■ 任务内容
把下方数据行中从含有"Each instance of the impala"的那一行起、直到最后一行为止（两端都包括）的内容改写成编号列表，空行不要列入。

• • • • • • •

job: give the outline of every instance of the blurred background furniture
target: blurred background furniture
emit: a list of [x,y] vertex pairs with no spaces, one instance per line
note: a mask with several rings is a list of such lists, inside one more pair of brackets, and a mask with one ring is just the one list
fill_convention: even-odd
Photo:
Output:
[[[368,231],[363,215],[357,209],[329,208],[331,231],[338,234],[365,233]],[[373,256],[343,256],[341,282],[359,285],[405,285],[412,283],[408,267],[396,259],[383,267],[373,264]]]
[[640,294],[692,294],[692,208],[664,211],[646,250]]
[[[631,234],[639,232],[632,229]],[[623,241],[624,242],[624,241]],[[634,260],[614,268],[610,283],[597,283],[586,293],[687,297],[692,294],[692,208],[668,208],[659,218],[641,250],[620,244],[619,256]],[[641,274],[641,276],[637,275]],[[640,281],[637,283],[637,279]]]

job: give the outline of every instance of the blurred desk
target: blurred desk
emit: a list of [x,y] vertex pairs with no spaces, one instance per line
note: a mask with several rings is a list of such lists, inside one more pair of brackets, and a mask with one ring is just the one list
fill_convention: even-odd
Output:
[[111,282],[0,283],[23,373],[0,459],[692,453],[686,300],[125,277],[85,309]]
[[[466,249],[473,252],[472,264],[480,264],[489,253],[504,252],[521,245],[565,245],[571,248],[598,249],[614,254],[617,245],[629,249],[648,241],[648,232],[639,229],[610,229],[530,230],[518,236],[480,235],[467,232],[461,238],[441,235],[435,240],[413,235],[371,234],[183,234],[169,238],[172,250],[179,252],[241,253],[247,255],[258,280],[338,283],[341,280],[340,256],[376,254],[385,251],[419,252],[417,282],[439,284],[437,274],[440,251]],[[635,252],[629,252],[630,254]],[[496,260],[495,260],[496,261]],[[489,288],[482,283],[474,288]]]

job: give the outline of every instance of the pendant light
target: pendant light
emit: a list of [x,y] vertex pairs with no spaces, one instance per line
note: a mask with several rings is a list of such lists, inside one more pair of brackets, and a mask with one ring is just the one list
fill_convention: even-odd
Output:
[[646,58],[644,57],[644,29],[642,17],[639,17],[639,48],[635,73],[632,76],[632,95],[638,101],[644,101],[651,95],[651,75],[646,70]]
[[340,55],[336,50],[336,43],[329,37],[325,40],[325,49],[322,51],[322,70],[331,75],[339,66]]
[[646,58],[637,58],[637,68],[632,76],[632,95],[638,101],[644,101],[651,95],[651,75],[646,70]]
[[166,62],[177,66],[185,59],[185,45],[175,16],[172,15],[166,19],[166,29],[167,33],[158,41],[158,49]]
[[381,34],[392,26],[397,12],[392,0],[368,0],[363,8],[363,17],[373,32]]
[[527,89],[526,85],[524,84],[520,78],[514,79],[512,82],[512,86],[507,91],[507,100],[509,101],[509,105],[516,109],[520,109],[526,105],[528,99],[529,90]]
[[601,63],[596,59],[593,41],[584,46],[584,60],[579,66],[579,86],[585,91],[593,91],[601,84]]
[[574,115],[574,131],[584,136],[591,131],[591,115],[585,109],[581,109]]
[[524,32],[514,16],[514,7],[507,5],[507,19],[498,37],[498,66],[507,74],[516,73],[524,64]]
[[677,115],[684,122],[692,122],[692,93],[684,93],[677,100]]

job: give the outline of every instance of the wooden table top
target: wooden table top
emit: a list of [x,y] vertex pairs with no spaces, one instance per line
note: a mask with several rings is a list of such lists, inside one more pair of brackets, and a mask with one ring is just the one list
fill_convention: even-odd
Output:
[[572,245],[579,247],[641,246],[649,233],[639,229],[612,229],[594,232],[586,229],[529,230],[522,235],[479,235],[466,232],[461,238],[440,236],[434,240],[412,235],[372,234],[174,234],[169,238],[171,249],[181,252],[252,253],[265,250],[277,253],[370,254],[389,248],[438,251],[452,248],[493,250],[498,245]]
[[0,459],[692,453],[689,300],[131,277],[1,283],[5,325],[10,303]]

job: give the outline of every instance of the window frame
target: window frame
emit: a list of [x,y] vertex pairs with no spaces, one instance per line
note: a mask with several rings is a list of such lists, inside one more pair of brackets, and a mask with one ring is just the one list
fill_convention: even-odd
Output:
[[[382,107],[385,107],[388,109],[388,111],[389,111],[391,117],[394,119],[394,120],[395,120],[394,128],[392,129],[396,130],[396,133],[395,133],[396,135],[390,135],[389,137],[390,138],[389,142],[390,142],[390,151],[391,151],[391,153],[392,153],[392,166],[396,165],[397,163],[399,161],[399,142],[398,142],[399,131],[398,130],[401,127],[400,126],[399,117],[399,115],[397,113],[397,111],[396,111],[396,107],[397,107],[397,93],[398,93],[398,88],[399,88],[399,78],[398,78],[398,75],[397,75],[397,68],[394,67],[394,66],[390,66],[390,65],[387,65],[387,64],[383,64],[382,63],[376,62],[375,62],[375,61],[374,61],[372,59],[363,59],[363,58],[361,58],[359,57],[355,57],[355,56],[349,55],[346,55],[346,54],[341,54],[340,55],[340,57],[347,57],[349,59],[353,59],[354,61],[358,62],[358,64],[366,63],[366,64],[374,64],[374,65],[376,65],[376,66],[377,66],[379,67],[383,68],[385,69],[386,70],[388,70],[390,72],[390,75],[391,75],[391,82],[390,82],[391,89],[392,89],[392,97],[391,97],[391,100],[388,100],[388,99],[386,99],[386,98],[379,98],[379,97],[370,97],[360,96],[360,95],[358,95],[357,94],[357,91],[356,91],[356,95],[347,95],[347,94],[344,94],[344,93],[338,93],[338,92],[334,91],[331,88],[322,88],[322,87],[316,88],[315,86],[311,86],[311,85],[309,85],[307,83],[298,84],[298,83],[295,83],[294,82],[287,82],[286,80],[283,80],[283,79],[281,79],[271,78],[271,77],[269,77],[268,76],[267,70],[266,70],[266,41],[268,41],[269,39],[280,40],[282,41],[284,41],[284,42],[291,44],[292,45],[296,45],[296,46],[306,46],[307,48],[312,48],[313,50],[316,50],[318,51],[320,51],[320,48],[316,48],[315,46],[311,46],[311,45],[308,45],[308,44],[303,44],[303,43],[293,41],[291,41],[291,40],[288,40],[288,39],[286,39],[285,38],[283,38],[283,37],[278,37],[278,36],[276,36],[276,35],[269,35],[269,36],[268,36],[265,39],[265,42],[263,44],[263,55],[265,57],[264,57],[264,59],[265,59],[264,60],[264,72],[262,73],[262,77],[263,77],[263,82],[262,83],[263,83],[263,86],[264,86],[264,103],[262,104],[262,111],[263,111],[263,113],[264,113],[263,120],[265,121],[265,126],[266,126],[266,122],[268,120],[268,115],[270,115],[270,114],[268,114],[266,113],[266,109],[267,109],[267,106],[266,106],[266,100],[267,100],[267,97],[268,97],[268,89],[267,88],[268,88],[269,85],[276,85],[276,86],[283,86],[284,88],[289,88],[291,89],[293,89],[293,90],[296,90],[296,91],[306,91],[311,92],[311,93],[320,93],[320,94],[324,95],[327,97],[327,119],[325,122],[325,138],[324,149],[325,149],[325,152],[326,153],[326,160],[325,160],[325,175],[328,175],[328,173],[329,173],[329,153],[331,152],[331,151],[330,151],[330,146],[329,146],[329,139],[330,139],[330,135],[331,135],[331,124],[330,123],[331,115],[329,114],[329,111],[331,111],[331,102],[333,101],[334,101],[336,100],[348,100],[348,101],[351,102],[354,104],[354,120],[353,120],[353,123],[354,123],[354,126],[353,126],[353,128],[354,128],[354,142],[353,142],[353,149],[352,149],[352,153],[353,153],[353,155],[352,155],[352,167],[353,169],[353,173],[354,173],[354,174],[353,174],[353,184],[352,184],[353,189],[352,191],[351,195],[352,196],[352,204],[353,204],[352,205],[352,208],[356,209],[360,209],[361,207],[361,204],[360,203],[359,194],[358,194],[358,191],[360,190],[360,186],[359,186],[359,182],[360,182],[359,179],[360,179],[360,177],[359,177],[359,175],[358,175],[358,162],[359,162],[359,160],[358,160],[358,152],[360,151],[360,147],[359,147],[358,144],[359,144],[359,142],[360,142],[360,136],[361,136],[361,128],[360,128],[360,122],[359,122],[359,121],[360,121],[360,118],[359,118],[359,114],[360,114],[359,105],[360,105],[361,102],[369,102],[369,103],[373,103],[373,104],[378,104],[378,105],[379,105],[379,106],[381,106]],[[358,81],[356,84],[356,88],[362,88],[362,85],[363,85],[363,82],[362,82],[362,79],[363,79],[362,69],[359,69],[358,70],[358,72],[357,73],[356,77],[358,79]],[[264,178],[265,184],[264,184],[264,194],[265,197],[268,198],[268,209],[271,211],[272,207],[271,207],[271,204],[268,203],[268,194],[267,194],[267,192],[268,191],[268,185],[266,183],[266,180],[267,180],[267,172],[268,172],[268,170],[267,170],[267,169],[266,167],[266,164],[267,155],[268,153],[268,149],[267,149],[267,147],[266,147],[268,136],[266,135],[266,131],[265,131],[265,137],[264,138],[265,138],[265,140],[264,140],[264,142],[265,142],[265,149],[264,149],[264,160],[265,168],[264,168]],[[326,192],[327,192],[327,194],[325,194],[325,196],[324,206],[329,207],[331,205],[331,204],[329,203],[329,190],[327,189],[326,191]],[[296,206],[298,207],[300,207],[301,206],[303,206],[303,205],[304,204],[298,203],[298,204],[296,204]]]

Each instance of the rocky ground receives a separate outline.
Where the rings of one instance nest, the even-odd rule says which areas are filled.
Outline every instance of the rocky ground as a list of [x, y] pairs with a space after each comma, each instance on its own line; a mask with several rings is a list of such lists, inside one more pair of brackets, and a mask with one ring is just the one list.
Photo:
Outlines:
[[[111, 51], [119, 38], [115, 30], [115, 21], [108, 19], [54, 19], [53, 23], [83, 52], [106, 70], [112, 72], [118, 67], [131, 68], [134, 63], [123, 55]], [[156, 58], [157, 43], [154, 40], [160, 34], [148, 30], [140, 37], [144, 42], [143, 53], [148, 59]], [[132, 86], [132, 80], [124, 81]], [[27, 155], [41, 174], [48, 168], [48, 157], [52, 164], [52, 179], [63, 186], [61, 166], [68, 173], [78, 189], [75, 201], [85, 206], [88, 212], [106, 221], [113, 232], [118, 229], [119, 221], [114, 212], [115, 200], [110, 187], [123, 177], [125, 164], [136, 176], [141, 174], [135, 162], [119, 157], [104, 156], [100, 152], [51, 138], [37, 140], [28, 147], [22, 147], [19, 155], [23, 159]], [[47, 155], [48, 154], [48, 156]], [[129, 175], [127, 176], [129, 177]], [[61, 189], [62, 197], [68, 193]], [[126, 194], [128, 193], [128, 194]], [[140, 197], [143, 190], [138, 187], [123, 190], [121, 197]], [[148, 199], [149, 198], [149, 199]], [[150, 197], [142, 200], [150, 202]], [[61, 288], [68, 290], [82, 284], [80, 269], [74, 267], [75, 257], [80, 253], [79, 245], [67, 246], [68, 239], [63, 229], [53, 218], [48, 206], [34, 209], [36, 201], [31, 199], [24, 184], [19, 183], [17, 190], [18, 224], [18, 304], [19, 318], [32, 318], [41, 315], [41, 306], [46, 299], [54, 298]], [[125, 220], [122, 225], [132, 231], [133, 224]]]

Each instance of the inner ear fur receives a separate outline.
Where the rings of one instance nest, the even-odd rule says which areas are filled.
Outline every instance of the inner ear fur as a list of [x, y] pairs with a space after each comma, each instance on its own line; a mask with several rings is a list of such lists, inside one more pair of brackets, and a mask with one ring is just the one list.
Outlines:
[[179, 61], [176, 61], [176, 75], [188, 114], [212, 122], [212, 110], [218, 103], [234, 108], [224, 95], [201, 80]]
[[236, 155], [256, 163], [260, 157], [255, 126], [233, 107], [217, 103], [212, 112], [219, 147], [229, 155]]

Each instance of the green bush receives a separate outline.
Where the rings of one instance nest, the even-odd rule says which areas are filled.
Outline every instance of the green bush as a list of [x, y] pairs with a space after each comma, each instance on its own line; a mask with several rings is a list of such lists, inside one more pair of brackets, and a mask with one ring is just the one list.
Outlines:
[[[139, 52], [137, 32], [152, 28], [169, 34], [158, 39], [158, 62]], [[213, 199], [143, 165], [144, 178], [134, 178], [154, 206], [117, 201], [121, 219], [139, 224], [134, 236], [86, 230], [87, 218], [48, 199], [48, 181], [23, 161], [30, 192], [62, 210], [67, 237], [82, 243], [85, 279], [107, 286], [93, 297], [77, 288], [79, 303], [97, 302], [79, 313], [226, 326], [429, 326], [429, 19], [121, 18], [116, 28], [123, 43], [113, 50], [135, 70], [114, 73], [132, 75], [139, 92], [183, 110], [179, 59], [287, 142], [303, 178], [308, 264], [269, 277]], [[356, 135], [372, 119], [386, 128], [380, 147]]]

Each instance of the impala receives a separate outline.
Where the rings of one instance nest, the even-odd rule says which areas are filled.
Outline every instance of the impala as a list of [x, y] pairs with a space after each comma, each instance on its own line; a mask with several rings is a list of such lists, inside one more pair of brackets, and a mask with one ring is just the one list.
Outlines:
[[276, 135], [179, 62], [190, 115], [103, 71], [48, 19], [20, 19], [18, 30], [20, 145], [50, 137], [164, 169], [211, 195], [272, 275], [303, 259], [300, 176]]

• • • • • • •

■ 参考答案
1. Each instance of the impala receives a separate outline.
2. Where the rings of one instance nest, the even-odd rule says which areas are filled.
3. Outline every instance of the impala as a list of [x, y] pairs with a space after each comma, each instance on its own line; a mask with several rings is a list of such lists, inside one more pair of brackets, and a mask with one ring is just the one list.
4. Outlines:
5. [[276, 135], [179, 62], [190, 115], [103, 71], [48, 19], [20, 19], [18, 30], [20, 145], [50, 137], [164, 169], [211, 195], [272, 275], [303, 259], [300, 176]]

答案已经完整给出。